== Testo selezionato ==
Internet mi ha spaventata e non sapevo nulla di più di prima, avevo solo un gran vuoto dentro, mi chiedevo perché proprio io… Sono arrivate le dimissioni, e il Prof. Galiè mi ha illustrato la terapia che avrei dovuto seguire. Il modo migliore per affrontare la malattia nel quotidiano era che principalmente dovevo rallentare il mio ritmo di vita, dovevo affrontare tutto con molta più calma e tranquillità.
Nella settimana di ricovero, con l’aiuto delle medicine e di un’alimentazione sana, non tanto diversa che dalla mia solita quotidiana, avevo perso 10 kg di liquidi accumulati e la cura con opsumit e revatio stava già dando i primi risultati. La strada poteva essere solo in discesa, perché il peggio era passato.
All’inizio non è stato facile accettare la malattia, e sinceramente tutt’ora sto ancora lavorando sul metabolizzare che ho limiti fisici. È stato faticoso accettare che non potevo più fare la vita che facevo fino a qualche tempo prima.
Inutile dire che ho dovuto lasciare il lavoro di commessa di gastronomia al supermercato perché troppo pesante; quindi mi sono dovuta rassegnare al riposo e a cercare un lavoro più adatto alle mie nuove condizioni. La notizia più brutta è stata che purtroppo non sarebbe stato possibile avere bambini, perché la gestazione e il parto sarebbero troppo pesanti per il mio cuore e per il mio corpo, diventare mamma era la cosa che più desideravo, ma si vede che non è quello che il destino aveva progettato per me. Fortunatamente il mio compagno ha tre splendidi e vivaci nipoti che con il loro affetto mi aiutano molto a non sentire la mancanza di bambini nella mia vita.
A distanza di mesi, nel dicembre 2017, ho iniziato un nuovo lavoro, impiegata presso un’azienda del mio paese. Il lavoro l’ho trovato grazie all’invalidità che mi è stata riconosciuta, odiata all’inizio perché mi faceva sembrare ancora più diversa, ma ben voluta quando mi ha “regalato” la possibilità di un nuovo lavoro che è quello che ho sempre amato e per il quale ho tanto studiato.

== Materiale fornito ==

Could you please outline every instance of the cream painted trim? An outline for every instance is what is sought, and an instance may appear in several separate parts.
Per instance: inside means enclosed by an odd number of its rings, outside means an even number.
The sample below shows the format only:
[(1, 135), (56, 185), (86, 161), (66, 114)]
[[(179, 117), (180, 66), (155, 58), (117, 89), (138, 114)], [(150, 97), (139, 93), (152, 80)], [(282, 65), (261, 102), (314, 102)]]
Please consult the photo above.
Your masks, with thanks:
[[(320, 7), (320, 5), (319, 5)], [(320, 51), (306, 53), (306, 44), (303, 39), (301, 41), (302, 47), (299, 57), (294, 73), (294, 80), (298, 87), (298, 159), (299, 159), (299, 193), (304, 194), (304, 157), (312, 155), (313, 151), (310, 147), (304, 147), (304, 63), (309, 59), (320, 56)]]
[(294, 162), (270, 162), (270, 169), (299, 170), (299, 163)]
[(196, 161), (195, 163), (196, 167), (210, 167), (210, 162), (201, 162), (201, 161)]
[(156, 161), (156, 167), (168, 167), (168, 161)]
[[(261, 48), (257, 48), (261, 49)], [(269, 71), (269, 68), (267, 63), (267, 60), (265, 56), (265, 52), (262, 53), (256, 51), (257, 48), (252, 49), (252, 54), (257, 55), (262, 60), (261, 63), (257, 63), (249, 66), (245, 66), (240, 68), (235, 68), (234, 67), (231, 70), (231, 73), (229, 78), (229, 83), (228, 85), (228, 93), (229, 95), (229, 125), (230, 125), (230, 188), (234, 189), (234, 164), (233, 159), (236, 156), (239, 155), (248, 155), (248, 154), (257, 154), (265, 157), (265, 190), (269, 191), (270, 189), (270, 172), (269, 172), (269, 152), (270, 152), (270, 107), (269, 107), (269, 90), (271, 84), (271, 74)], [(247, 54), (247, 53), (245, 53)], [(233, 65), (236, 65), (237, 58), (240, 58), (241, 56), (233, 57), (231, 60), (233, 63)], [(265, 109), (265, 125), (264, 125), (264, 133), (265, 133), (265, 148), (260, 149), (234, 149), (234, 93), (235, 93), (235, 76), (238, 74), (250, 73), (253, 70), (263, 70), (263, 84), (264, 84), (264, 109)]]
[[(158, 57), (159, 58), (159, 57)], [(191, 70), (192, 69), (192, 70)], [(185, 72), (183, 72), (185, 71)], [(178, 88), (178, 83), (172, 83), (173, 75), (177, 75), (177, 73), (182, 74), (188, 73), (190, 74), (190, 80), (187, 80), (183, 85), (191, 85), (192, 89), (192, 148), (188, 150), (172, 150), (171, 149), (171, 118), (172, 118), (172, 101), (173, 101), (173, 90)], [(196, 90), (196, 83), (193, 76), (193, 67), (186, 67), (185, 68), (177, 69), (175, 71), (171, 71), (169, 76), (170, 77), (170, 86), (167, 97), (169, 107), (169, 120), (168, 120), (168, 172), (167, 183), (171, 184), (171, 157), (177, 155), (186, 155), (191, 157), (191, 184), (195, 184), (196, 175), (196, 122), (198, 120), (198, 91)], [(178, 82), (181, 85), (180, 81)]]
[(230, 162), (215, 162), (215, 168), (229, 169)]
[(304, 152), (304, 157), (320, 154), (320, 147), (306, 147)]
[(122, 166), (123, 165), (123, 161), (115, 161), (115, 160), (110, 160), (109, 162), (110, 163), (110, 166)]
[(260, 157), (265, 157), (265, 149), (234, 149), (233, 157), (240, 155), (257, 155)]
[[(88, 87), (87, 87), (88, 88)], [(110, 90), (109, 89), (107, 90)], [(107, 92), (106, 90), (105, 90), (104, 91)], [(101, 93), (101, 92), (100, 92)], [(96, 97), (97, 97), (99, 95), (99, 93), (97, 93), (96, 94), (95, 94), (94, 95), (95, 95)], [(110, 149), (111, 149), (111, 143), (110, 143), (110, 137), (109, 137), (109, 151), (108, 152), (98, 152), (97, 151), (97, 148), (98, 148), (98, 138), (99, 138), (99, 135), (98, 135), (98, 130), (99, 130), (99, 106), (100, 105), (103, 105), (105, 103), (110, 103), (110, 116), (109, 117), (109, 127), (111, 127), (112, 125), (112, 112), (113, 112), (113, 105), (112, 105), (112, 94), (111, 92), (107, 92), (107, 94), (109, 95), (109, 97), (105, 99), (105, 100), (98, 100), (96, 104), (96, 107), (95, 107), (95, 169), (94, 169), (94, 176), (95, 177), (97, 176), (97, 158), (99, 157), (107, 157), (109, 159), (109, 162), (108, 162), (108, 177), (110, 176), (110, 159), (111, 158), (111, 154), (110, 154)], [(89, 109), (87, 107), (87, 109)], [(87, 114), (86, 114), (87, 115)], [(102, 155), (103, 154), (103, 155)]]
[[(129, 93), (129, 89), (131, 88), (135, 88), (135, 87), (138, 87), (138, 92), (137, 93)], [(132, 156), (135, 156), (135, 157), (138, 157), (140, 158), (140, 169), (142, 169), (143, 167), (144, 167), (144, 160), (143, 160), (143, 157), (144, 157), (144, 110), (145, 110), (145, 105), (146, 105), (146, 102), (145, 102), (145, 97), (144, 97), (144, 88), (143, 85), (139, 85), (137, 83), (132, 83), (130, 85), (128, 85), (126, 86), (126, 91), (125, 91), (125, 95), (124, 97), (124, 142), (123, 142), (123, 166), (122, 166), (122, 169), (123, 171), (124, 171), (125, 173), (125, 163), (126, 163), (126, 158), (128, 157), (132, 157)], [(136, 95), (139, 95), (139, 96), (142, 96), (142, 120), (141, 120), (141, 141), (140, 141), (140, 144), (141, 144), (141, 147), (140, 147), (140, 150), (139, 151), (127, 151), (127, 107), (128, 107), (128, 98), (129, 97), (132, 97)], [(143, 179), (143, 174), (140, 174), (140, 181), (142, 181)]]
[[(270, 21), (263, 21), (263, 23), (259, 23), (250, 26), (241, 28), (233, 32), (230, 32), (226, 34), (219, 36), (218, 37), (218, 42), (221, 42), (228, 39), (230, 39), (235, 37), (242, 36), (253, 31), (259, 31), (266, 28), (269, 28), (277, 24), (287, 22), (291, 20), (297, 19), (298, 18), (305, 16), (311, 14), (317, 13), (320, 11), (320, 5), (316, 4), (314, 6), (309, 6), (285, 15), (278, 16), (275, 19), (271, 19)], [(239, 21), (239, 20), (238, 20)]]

== Istruzioni di lavoro ==
• a. Riporta senza modifiche il tratto della testimonianza sulla malattia che va da "All’inizio non è" fino a "qualche tempo prima.".
• b. Riprendi la testimonianza sulla malattia e portala avanti a partire dalla sua ultima frase.

== Risposte per compito ==
• a.
All’inizio non è stato facile accettare la malattia, e sinceramente tutt’ora sto ancora lavorando sul metabolizzare che ho limiti fisici. È stato faticoso accettare che non potevo più fare la vita che facevo fino a qualche tempo prima.

• b.
La mia fortuna è di avere vicino genitori che mi vogliono bene, un’amica che è una sorella e un fidanzato che mi adora e che nonostante tutto è sempre stato al mio fianco, anche quando stavo male e piangevo come una matta senza tregua e senza un particolare motivo.
Un ringraziamento particolare va al mio medico di famiglia, il Dott. Pier Paolo Mazzucchelli, che è sempre presente e pronto per ogni mia esigenza, a tutto lo staff dell’ambulatorio del S. Orsola-Malpighi, che da settembre mi segue nei miei controlli periodici e ultimo, ma non in ordine di riconoscimento, un apprezzamento e un ringraziamento speciale lo faccio a tutto il personale del reparto al S. Orsola-Malpighi, perché con professionalità e bravura, nonché affetto, mi ha aiutata nella settimana di ricovero. Grazie di cuore al Prof. Galiè che con i suoi studi, il suo lavoro e la passione che mette in quello che fa mi ha letteralmente donato una seconda vita.
È molto dura accettare e affrontare la nostra unica e rara malattia, ma con l’aiuto dei gruppi di sostegno, conosciuti on-line e tramite l’associazione, piano piano la sto affrontando al meglio e sto assaporando i pregi e i difetti di questa mia nuova vita. L’IP mi ha insegnato a pensare molto più a me stessa e ad apprezzare ciò che la vita mi riserva perché, nonostante sia beffarda e difficile, ne abbiamo una sola e dobbiamo viverla apprezzando ogni singolo minuto che ci viene donato.